◆ PROVIDED TEXT ◆
In consideration of services rendered pursuant to this Agreement,
the Fund will pay you on the first business day of each month a fee at the
rate set forth opposite each Series' name on Schedule 1 hereto. Net asset
value shall be computed on such days and at such time or times as described
in the relevant Series' then-current Prospectus and the Statement of
Additional Information. The fee for the period from the date of the
commencement of the public sale of a Series' shares to the end of the month
during which such sale shall have been commenced shall be pro-rated
according to the proportion which such period bears to the full monthly
period, and upon any termination of this Agreement before the end of any
month, the fee for such part of a month shall be pro-rated according to the
proportion which such period bears to the full monthly period and shall be
payable upon the date of termination of this Agreement.
For the purpose of determining fees payable to you, the value of
each Series' net assets shall be computed in the manner specified in the
Fund's charter documents for the computation of the value of each Series'
net assets.

◆ ENTRIES ◆
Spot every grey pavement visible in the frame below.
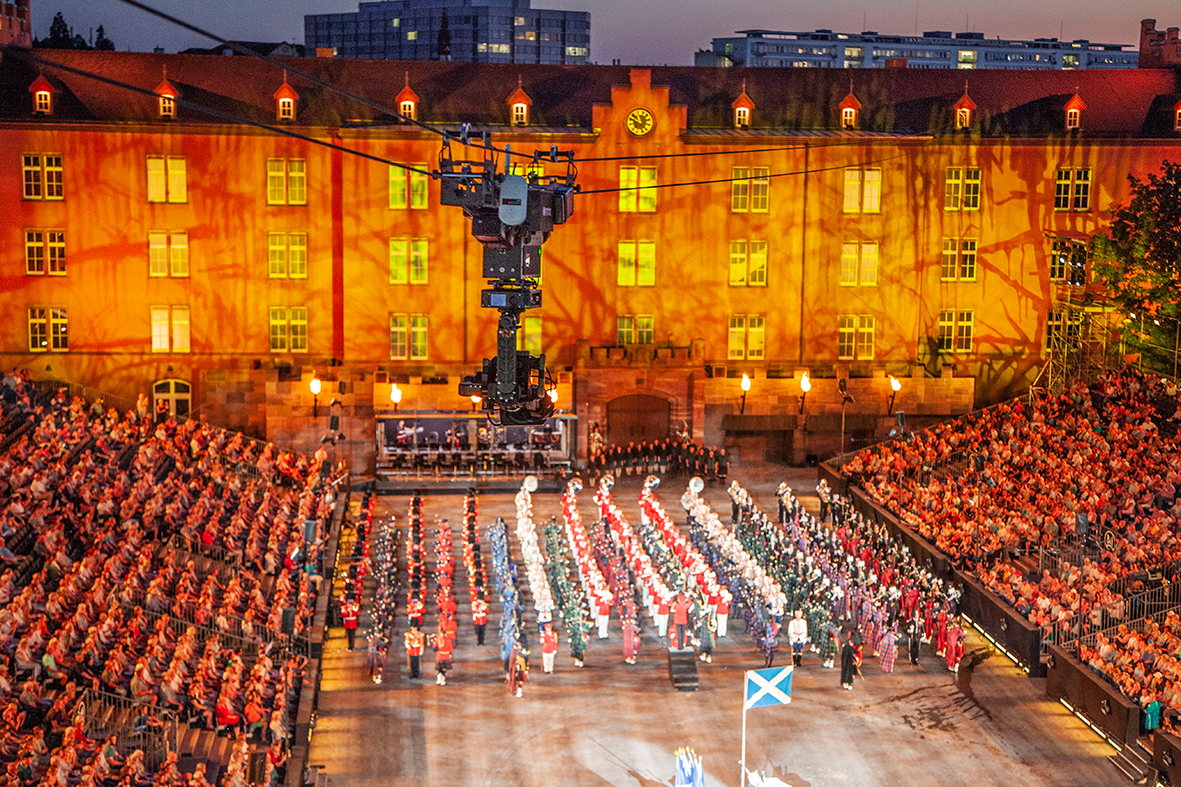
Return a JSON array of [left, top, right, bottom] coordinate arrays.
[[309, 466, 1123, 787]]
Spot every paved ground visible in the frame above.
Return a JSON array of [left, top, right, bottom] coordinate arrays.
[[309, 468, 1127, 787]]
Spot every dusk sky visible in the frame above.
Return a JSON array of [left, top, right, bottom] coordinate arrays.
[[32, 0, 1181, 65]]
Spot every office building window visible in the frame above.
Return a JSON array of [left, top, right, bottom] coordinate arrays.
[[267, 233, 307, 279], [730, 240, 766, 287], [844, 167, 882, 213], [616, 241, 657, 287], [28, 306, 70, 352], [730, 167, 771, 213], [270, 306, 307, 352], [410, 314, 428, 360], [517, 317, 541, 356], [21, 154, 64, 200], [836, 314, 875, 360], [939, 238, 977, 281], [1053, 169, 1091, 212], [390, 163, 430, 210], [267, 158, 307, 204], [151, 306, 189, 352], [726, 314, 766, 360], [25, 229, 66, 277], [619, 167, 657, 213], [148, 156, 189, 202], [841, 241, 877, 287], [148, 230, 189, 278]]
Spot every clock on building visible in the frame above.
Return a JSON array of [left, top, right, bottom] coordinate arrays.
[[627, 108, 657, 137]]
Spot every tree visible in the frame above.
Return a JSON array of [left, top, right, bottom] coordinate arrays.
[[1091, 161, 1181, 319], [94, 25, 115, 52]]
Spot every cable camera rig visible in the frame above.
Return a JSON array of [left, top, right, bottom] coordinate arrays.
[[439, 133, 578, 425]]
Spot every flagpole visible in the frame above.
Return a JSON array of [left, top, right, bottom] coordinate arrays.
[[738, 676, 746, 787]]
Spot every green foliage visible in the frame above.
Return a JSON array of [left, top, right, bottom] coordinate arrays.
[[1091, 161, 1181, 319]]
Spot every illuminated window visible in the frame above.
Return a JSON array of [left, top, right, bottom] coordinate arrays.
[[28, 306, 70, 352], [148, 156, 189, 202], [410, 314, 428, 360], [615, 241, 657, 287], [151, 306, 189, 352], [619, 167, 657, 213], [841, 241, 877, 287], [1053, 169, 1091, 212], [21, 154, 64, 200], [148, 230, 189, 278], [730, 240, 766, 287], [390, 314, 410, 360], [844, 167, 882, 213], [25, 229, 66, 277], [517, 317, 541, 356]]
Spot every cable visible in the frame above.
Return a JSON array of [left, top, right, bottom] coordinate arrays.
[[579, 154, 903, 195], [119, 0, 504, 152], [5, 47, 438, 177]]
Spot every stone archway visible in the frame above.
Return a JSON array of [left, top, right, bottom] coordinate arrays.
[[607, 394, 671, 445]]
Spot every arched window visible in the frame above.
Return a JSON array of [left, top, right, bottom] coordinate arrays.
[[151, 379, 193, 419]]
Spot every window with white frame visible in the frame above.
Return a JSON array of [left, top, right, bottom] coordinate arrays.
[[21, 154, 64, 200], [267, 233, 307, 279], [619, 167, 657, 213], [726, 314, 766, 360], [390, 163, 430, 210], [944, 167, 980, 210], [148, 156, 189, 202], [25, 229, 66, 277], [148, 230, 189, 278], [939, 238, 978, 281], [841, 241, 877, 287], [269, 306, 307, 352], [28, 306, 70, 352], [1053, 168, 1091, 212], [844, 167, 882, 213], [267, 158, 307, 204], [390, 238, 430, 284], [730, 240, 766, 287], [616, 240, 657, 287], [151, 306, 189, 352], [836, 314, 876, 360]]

◆ PROBLEM SET ◆
[A] Translate this sentence from the fee clause into Spanish: "Net asset value shall be computed on such days and at such time or times as described in the relevant Series' then-current Prospectus and the Statement of Additional Information."
[B] Write out the part of the fee clause starting at "For the purpose" and ending at "net assets.", word for word.
The listing is not needed here.

◆ ANSWERS GIVEN ◆
[A] El valor liquidativo se calculará en los días y en el momento o los momentos que se describan en el Folleto vigente de la Serie correspondiente y en la Declaración de Información Adicional.

[B]
For the purpose of determining fees payable to you, the value of
each Series' net assets shall be computed in the manner specified in the
Fund's charter documents for the computation of the value of each Series'
net assets.